── DATASET EXCERPTS ──

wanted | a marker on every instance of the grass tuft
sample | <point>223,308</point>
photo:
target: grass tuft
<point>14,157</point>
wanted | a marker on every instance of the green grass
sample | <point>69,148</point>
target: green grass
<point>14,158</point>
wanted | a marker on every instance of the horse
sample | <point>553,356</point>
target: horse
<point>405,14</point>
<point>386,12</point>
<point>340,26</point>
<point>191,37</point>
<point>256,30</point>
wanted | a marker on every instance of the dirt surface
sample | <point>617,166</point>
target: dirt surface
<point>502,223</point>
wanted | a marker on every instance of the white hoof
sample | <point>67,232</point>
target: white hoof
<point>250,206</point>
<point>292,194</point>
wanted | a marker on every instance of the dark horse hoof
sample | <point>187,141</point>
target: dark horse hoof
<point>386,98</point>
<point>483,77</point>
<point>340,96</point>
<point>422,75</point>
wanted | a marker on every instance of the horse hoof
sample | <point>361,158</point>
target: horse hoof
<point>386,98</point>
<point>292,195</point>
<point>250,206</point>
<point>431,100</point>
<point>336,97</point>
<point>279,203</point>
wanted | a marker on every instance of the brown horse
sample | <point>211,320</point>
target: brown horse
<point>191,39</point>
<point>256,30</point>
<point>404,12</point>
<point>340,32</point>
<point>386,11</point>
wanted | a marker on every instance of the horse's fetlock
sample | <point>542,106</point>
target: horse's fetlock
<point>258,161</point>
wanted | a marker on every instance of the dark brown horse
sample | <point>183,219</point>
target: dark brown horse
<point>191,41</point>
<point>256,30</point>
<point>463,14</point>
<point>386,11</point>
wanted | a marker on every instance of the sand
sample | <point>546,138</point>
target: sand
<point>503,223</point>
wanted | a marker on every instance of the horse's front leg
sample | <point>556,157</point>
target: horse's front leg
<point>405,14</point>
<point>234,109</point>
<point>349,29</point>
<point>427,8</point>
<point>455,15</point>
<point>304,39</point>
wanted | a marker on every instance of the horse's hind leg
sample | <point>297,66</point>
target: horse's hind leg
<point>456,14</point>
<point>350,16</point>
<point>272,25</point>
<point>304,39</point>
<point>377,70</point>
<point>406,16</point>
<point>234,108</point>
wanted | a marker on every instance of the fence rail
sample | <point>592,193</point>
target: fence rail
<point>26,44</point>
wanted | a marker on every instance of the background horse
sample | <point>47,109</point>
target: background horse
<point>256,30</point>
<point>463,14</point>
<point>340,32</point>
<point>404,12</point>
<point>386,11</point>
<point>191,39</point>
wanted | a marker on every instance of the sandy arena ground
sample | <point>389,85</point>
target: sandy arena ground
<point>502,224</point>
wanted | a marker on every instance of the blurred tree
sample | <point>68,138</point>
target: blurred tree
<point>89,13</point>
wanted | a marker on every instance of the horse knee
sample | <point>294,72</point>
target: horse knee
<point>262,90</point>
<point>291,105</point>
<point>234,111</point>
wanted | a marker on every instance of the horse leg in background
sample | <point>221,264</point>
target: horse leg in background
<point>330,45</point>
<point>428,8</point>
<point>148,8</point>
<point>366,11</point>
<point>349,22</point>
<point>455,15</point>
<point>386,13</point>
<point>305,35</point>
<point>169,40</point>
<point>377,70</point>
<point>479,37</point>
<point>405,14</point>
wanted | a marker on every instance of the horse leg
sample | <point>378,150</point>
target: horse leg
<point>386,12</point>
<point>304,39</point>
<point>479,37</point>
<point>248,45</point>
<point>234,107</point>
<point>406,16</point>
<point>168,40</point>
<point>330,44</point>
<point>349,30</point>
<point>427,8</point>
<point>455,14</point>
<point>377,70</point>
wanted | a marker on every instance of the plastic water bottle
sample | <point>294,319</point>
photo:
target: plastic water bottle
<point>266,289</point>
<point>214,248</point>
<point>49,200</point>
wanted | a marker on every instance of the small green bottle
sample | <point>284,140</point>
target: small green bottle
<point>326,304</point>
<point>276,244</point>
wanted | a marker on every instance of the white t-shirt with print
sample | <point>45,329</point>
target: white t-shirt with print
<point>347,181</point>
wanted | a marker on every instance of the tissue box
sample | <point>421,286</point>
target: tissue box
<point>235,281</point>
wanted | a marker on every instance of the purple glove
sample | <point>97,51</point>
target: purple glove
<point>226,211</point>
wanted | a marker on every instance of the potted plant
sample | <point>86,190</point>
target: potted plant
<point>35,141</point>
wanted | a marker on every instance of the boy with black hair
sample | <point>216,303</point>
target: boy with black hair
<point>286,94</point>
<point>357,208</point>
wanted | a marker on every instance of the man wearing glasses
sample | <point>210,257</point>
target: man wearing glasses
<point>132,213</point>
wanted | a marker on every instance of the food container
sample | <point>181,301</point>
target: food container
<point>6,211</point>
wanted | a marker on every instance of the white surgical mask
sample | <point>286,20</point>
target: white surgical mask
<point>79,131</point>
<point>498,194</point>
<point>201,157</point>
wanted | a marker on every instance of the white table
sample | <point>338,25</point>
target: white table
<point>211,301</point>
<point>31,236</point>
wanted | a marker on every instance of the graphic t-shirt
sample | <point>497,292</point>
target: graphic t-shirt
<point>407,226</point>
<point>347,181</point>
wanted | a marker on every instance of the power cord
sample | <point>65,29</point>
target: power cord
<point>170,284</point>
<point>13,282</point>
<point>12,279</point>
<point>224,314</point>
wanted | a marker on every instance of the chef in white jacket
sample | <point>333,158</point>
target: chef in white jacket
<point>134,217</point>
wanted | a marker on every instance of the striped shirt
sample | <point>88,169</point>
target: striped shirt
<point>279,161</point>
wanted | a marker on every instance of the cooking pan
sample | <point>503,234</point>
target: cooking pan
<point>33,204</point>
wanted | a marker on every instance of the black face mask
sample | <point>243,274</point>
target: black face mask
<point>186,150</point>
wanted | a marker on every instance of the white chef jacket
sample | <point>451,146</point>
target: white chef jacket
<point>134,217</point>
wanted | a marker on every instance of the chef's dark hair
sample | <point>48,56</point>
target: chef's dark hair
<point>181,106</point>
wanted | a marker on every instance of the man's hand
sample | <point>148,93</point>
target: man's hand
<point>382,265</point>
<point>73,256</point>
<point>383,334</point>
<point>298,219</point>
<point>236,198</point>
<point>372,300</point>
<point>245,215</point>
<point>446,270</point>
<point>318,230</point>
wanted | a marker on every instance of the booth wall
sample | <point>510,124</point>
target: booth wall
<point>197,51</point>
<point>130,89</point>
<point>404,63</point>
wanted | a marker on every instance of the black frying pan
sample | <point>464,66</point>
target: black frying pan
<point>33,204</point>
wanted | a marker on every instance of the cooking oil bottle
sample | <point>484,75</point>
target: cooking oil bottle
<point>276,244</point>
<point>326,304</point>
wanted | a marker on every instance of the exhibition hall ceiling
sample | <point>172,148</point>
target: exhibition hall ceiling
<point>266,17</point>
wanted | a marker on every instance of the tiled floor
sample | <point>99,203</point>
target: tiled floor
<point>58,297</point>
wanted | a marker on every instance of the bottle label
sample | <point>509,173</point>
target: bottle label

───

Lines with "label" in them: work out how many there are in the listing and give the figure alone.

▶ [RESULT]:
2